**What is needed:** Return, character for character, every line from the one containing "TARGET = wooden door" through the last line of the records below. Include both of those lines and nothing else.
====== Records supplied ======
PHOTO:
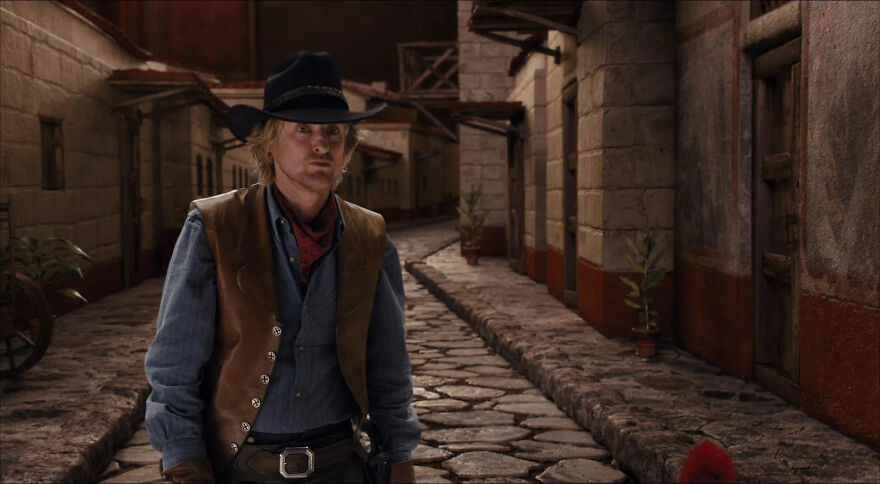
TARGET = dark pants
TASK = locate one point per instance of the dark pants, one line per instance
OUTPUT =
(350, 469)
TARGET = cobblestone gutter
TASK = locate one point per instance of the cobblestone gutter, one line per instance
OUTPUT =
(648, 413)
(63, 419)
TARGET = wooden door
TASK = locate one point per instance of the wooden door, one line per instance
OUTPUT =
(569, 193)
(516, 204)
(775, 218)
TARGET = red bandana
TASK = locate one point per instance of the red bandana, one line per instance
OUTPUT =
(314, 238)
======
**Exercise solution:**
TARGET = wooden door
TASK = locate one point per instance of the wooden door, one line per instance
OUTPUT =
(569, 193)
(516, 204)
(775, 218)
TARGET = red bandana
TASK = locate one point per instance of the red bandana, one line per instance
OUTPUT =
(314, 238)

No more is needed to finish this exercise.